Output only the lines below from the one containing "Query: dark hair" to the one containing "Reviewer check: every instance of the jade", exactly as written, both ends kept.
[[ Raw data, beginning ]]
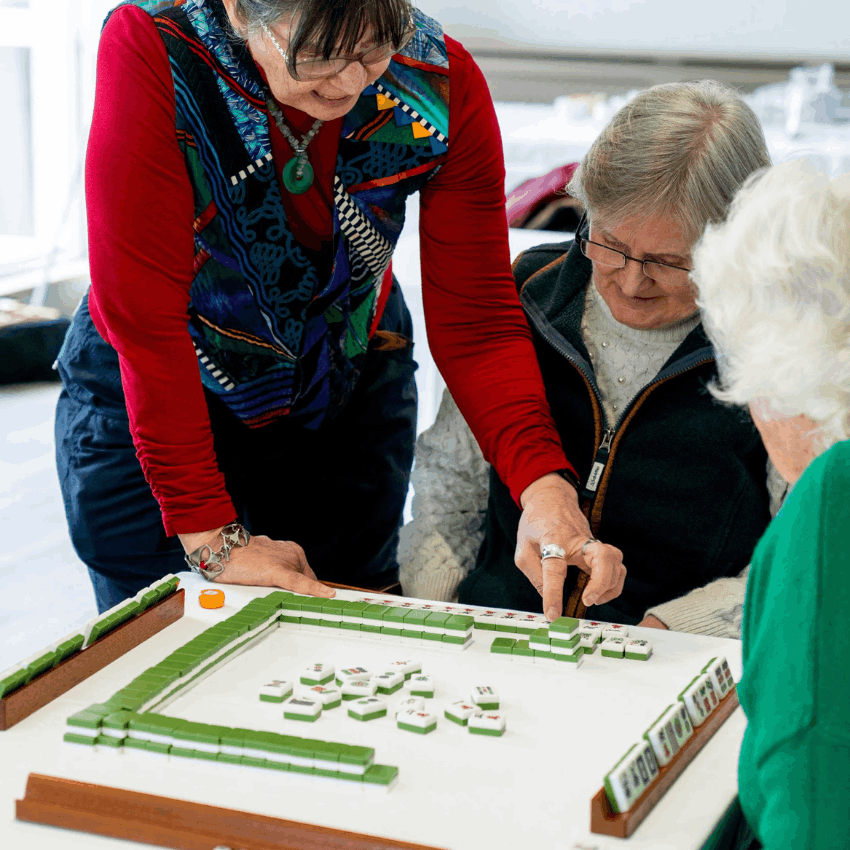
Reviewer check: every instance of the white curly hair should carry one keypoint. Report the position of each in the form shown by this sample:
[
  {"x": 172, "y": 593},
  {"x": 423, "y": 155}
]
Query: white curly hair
[{"x": 774, "y": 290}]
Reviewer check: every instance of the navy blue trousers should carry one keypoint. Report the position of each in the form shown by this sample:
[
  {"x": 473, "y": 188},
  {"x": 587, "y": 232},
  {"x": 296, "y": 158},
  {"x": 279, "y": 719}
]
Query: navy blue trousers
[{"x": 338, "y": 491}]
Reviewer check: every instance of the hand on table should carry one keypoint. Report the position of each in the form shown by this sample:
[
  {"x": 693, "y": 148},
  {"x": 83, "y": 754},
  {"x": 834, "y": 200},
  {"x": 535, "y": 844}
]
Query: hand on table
[
  {"x": 551, "y": 514},
  {"x": 263, "y": 563},
  {"x": 650, "y": 622}
]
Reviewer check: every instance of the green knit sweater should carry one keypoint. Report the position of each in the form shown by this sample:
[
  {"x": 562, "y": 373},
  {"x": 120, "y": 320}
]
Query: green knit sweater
[{"x": 794, "y": 770}]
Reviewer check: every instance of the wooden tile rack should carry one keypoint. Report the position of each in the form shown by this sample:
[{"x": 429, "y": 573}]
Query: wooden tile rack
[
  {"x": 605, "y": 821},
  {"x": 41, "y": 690}
]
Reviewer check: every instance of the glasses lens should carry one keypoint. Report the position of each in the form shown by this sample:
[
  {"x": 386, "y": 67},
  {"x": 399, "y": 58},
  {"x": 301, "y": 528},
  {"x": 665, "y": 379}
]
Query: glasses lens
[
  {"x": 667, "y": 275},
  {"x": 602, "y": 255},
  {"x": 316, "y": 69}
]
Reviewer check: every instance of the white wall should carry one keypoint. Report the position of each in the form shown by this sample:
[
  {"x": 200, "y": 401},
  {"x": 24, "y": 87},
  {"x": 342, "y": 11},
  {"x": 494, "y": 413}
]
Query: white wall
[{"x": 779, "y": 29}]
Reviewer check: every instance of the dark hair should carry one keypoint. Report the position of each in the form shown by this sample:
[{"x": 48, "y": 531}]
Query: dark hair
[{"x": 328, "y": 26}]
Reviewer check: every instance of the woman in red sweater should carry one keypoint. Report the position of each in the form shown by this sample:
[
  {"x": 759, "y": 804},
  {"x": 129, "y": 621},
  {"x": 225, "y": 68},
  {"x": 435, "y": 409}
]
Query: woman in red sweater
[{"x": 244, "y": 353}]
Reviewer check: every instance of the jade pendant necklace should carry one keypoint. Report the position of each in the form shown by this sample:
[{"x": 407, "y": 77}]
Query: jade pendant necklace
[{"x": 297, "y": 173}]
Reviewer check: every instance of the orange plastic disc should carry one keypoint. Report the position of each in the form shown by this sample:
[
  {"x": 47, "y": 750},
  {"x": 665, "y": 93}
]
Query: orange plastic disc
[{"x": 211, "y": 598}]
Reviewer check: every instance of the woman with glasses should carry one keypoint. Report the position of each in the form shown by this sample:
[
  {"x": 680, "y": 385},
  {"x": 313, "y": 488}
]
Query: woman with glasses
[
  {"x": 240, "y": 375},
  {"x": 670, "y": 478}
]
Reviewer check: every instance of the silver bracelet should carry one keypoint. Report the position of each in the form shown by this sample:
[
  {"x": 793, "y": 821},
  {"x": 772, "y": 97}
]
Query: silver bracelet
[{"x": 208, "y": 563}]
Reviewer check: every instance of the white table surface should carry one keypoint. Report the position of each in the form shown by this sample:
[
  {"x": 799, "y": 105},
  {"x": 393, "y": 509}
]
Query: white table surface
[{"x": 531, "y": 787}]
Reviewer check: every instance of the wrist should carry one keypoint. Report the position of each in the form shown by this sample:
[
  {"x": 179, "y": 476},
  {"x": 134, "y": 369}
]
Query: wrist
[{"x": 551, "y": 481}]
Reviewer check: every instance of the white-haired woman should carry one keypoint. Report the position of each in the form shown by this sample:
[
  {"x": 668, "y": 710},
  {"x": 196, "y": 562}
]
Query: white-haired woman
[
  {"x": 242, "y": 363},
  {"x": 774, "y": 288},
  {"x": 674, "y": 481}
]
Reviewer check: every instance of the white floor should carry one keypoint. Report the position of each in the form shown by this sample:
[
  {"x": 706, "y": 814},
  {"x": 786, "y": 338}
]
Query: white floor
[{"x": 44, "y": 588}]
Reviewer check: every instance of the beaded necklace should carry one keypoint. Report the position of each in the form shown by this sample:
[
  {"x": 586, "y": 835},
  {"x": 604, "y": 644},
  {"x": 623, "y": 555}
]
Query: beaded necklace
[{"x": 297, "y": 173}]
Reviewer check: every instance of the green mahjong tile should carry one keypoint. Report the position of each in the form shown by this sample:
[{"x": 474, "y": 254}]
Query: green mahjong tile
[
  {"x": 42, "y": 664},
  {"x": 86, "y": 719},
  {"x": 117, "y": 720},
  {"x": 154, "y": 724},
  {"x": 394, "y": 615},
  {"x": 408, "y": 727},
  {"x": 69, "y": 647},
  {"x": 437, "y": 619},
  {"x": 415, "y": 617},
  {"x": 355, "y": 609},
  {"x": 73, "y": 738},
  {"x": 540, "y": 636},
  {"x": 380, "y": 774},
  {"x": 375, "y": 612},
  {"x": 353, "y": 754},
  {"x": 564, "y": 625},
  {"x": 460, "y": 622},
  {"x": 565, "y": 643},
  {"x": 373, "y": 716},
  {"x": 13, "y": 681}
]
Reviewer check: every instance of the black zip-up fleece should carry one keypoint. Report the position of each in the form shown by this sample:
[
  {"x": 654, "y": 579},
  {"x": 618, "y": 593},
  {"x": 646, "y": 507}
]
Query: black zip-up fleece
[{"x": 682, "y": 487}]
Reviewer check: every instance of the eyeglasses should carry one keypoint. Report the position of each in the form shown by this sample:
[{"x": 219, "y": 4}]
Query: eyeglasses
[
  {"x": 318, "y": 69},
  {"x": 662, "y": 273}
]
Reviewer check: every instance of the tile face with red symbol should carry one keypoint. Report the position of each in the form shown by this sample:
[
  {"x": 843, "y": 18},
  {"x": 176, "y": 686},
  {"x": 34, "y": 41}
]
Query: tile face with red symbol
[{"x": 487, "y": 723}]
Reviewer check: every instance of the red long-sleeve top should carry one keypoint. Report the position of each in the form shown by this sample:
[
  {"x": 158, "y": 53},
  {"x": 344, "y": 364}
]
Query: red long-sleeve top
[{"x": 141, "y": 247}]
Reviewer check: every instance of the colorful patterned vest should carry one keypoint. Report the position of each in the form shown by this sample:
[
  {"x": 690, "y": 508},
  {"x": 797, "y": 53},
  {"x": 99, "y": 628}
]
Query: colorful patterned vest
[{"x": 274, "y": 339}]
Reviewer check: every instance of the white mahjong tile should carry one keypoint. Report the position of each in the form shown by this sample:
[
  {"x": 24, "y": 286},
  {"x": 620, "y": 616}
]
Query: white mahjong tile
[
  {"x": 277, "y": 689},
  {"x": 350, "y": 673},
  {"x": 693, "y": 703},
  {"x": 388, "y": 680},
  {"x": 410, "y": 704},
  {"x": 421, "y": 719},
  {"x": 460, "y": 709},
  {"x": 303, "y": 706},
  {"x": 484, "y": 695},
  {"x": 359, "y": 688},
  {"x": 489, "y": 721},
  {"x": 421, "y": 684},
  {"x": 326, "y": 694},
  {"x": 639, "y": 647},
  {"x": 589, "y": 637},
  {"x": 317, "y": 674},
  {"x": 406, "y": 668},
  {"x": 681, "y": 723},
  {"x": 717, "y": 674},
  {"x": 367, "y": 705}
]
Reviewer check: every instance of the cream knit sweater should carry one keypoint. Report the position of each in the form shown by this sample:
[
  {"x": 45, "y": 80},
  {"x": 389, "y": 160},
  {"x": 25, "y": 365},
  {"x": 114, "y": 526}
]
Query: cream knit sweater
[{"x": 450, "y": 479}]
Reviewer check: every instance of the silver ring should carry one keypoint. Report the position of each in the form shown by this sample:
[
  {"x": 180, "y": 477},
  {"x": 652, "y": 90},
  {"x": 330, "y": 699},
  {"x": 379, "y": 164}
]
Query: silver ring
[{"x": 588, "y": 542}]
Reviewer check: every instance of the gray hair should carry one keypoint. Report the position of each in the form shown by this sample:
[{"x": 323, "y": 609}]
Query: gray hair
[
  {"x": 681, "y": 150},
  {"x": 326, "y": 25},
  {"x": 774, "y": 289}
]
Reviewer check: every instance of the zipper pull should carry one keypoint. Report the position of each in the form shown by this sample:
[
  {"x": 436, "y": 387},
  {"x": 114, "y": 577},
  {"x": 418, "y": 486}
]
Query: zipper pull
[{"x": 598, "y": 465}]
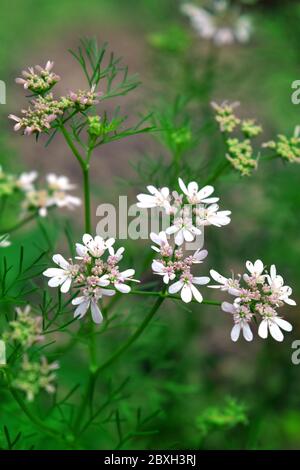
[[ Raw data, end ]]
__Written solution__.
Query: dark hair
[{"x": 328, "y": 26}]
Reviewer check: every instance of the woman in red sweater should carry one keypoint. Report the position of each in the form shown by this sample:
[
  {"x": 759, "y": 804},
  {"x": 129, "y": 621},
  {"x": 225, "y": 68},
  {"x": 435, "y": 409}
]
Query: woman in red sweater
[{"x": 244, "y": 353}]
Reviewer check: every instance of the jade pendant necklace should carry one keypoint. Report the position of each in the form shown by this sample:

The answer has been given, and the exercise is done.